- Problem requirements -
Lay out every line of the records below as a Markdown table with two columns, Row and Line. Number the rows in order and omit any blank lines.

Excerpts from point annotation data
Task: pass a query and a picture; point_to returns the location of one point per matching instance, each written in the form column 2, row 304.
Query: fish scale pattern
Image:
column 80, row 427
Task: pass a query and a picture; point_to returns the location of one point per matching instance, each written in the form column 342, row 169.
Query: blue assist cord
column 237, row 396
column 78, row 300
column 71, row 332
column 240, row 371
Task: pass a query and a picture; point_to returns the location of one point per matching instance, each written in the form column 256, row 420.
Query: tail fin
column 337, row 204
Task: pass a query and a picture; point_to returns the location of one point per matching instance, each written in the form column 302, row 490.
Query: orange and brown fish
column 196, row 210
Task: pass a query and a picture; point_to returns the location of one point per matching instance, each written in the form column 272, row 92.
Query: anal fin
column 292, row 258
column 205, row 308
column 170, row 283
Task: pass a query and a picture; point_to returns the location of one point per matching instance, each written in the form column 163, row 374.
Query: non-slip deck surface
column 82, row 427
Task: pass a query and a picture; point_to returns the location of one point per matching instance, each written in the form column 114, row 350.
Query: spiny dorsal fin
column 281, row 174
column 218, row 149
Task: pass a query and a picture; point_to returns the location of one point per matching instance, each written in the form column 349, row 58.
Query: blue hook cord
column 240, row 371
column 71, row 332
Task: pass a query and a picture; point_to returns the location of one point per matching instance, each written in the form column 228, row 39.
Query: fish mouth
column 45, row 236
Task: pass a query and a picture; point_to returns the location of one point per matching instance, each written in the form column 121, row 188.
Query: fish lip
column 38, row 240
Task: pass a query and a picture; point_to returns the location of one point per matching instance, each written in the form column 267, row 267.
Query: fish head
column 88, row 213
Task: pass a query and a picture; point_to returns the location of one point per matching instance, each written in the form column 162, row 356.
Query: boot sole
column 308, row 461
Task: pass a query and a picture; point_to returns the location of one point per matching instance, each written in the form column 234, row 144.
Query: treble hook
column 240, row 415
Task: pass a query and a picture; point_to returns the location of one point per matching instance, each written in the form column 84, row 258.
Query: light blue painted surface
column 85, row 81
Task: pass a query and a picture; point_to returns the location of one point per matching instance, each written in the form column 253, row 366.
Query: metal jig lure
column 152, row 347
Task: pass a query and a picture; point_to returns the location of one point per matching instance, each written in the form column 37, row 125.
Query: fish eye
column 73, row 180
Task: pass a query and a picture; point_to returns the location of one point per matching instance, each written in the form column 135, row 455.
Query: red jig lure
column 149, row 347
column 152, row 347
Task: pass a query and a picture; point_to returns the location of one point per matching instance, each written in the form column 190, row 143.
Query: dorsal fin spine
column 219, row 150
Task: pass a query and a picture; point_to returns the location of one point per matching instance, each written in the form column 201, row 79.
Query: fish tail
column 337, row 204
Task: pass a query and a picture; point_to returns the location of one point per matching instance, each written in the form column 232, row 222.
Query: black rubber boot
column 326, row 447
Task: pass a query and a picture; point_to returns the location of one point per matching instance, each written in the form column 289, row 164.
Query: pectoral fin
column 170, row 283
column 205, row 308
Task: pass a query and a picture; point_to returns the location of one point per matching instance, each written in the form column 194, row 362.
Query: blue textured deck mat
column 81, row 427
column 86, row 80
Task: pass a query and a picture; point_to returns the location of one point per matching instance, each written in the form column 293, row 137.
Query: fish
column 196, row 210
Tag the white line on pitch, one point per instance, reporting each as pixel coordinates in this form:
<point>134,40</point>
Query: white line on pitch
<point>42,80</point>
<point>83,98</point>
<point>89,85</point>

- Answer in full -
| Row | Line |
|---|---|
| 1 | Task: pass a query and a picture; point_to returns the location of one point per matching instance, each written in the form column 2, row 304. |
| 2 | Query: fish scale pattern |
| 3 | Image: |
| 4 | column 80, row 427 |
| 5 | Task: pass a query and a picture; point_to returns the location of one point per matching instance, each written in the form column 342, row 169. |
| 6 | Query: blue assist cord |
| 7 | column 237, row 396 |
| 8 | column 78, row 300 |
| 9 | column 71, row 332 |
| 10 | column 240, row 371 |
| 11 | Task: pass a query and a picture; point_to returns the location of one point per matching instance, each written in the form column 256, row 420. |
| 12 | Query: tail fin |
| 13 | column 337, row 204 |
| 14 | Task: pass a query and a picture; point_to returns the location of one point per matching instance, each written in the form column 302, row 490. |
| 15 | Query: orange and brown fish |
| 16 | column 196, row 210 |
| 17 | Task: pass a query and a picture; point_to returns the location of one point per matching instance, each written in the form column 272, row 92. |
| 18 | Query: anal fin |
| 19 | column 292, row 258 |
| 20 | column 205, row 308 |
| 21 | column 170, row 283 |
| 22 | Task: pass a query and a picture; point_to returns the location of one point per matching instance, each written in the form column 163, row 374. |
| 23 | Query: non-slip deck surface |
| 24 | column 82, row 427 |
| 25 | Task: pass a query and a picture; point_to returns the location of one point per matching instance, each written in the form column 114, row 350. |
| 26 | Query: spiny dorsal fin |
| 27 | column 281, row 174 |
| 28 | column 218, row 149 |
| 29 | Task: pass a query and a picture; point_to returns the location of one point per matching instance, each written in the form column 349, row 58. |
| 30 | Query: blue hook cord |
| 31 | column 240, row 371 |
| 32 | column 71, row 332 |
| 33 | Task: pass a query and a picture; point_to returns the location of one point per matching instance, each written in the form column 228, row 39. |
| 34 | Query: fish mouth |
| 35 | column 45, row 236 |
| 36 | Task: pass a query and a picture; point_to returns the location of one point per matching instance, each written in the form column 121, row 188. |
| 37 | Query: fish lip |
| 38 | column 38, row 240 |
| 39 | Task: pass a query and a picture; point_to returns the location of one point per matching instance, each written in the form column 267, row 267. |
| 40 | Query: fish head |
| 41 | column 88, row 213 |
| 42 | Task: pass a query and a picture; point_to returns the location of one point per matching instance, each written in the form column 162, row 356. |
| 43 | Query: boot sole |
| 44 | column 308, row 461 |
| 45 | Task: pass a query and a picture; point_to returns the location of one point per matching instance, each written in the form column 234, row 144. |
| 46 | Query: treble hook |
| 47 | column 240, row 415 |
| 48 | Task: pass a query and a picture; point_to returns the location of one point per matching instance, each written in the form column 84, row 258. |
| 49 | Query: light blue painted surface |
| 50 | column 85, row 81 |
| 51 | Task: pass a query and a picture; point_to returns the location of one point per matching instance, each written in the form column 253, row 366. |
| 52 | Query: metal jig lure |
| 53 | column 152, row 347 |
| 54 | Task: pass a query and a picture; point_to returns the location of one point per matching instance, each written in the form column 37, row 125. |
| 55 | Query: fish eye |
| 56 | column 73, row 180 |
| 57 | Task: pass a query and a picture; point_to returns the location of one point per matching instance, each written in the form column 135, row 455. |
| 58 | Query: red jig lure |
| 59 | column 149, row 347 |
| 60 | column 152, row 347 |
| 61 | Task: pass a query and a picture; point_to returns the location of one point per matching instance, each written in the form column 190, row 143. |
| 62 | Query: dorsal fin spine |
| 63 | column 219, row 150 |
| 64 | Task: pass a query and a picture; point_to returns the location of one point per matching instance, each written in the form column 201, row 79. |
| 65 | Query: fish tail |
| 66 | column 337, row 204 |
| 67 | Task: pass a query and a picture; point_to returns the location of one point per matching instance, each written in the form column 232, row 222. |
| 68 | Query: black rubber boot |
| 69 | column 326, row 447 |
| 70 | Task: pass a query and a picture; point_to returns the location of one point per matching instance, each written in the form column 289, row 164. |
| 71 | Query: pectoral fin |
| 72 | column 170, row 283 |
| 73 | column 205, row 308 |
| 74 | Task: pass a query and a picture; point_to returns the location of one point per matching instance, each written in the form column 194, row 362. |
| 75 | Query: blue textured deck mat |
| 76 | column 81, row 427 |
| 77 | column 86, row 80 |
| 78 | Task: pass a query and a picture; point_to returns the location of one point per matching instance, each written in the form column 293, row 137. |
| 79 | Query: fish |
| 80 | column 196, row 210 |
| 81 | Tag the white line on pitch, one point per instance, reporting each as pixel coordinates in this form: |
| 82 | <point>134,40</point> |
| 83 | Query: white line on pitch |
| 84 | <point>42,80</point> |
| 85 | <point>83,98</point> |
| 86 | <point>89,85</point> |